• _DÉTAIL DE L'EXERCICE_
Reprenez l'arrêt sur le litige opposant la monitrice d'auto-école à la SARL Cool Conduite, à la suite de sa dernière phrase.

• _TEXTE DU DOCUMENT_
Ces magistrats ont rendu compte des demandes des parties dans le délibéré de la cour, composée de :
M. Philippe SILVAN, Président de chambre
Madame Dominique PODEVIN, Présidente de chambre
Madame Estelle de REVEL, Conseiller
Greffier lors des débats : Mme Suzie BRETER.
Les parties ont été avisées que le prononcé de la décision aurait lieu par mise à disposition au greffe le 24 Mars 2023..
ARRÊT
contradictoire,
Prononcé par mise à disposition au greffe le 24 Mars 2023.
Signé par M. Philippe SILVAN, Président de chambre et Mme Suzie BRETER, greffier auquel la minute de la décision a été remise par le magistrat signataire.
EXPOSE DU LITIGE
Mme [Y] [X] a été engagée en qualité de monitrice d’auto-école par la SARL Cool Conduite en vertu d’un contrat de travail à durée indéterminée à temps complet du 2 juin 1986.
Le 9 novembre 2017, la salariée a saisi le conseil de prud’hommes de Toulon aux fins de résiliation du contrat de travail aux torts de l’employeur en raison du non paiement de salaires et d’heures supplémentaires.
Parallèlement, la société a été placée en redressement judiciaire le 2 mai 2013 et a fait l’objet d’une liquidation judiciaire le 31 octobre 2017. Maître [V] a été désigné mandataire liquidateur.

• _LIGNES DE DONNÉES_
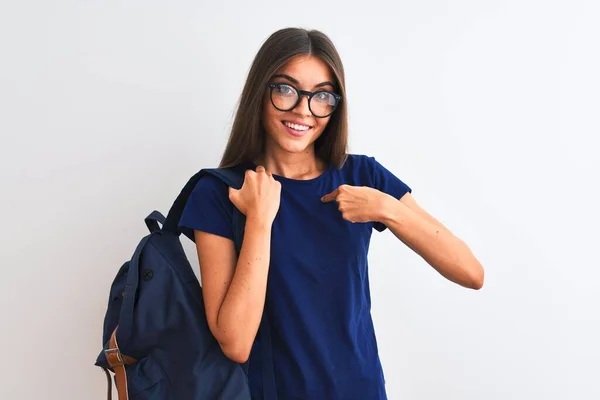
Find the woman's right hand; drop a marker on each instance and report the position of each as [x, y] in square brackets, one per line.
[259, 197]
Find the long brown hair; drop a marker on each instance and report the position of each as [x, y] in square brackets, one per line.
[247, 139]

• _RÉPONSE CI-DESSOUS_
Mme [X] a été licenciée pour motif économique par le mandataire liquidateur le 15 novembre 2017.
Par jugement du 25 janvier 2019, le conseil de prud’hommes de Toulon a :
– prononcé dans l’intérêt d’une bonne administration de la justice, la jonction des procédures;
– rejeté la demande de résiliation judiciaire aux torts de l’employeur;
dit que la rupture du contrat de travail de Mme [X] est la conséquence de son licenciement économique,
– débouté Mme [X] de l’ensemble de ses demandes;
– rejeté la demande d’exécution provisoire;
– condamné Mme [X] aux entiers dépens.
Mme [X] a relevé appel du jugement le 13 mars 2019.
Aux termes de ses dernières conclusions notifiées par voie électronique le 8 juin 2022, auxquelles il est expressément renvoyé pour l’exposé détaillé des moyens, Mme [X] demande à la cour de :
‘INFIRMER le jugement rendu par le Conseil de Prud’hommes de TOULON dans toutes ses dispositions critiquées,
FIXER au passif de la liquidation judiciaire de la société COOL CONDUITE représentée par son liquidateur Me [S] [V] la créance de Mme [E] née [X] [Y] aux sommes suivantes :
– 485 € net au titre du solde de salaires de juillet 2017 (chèque impayé)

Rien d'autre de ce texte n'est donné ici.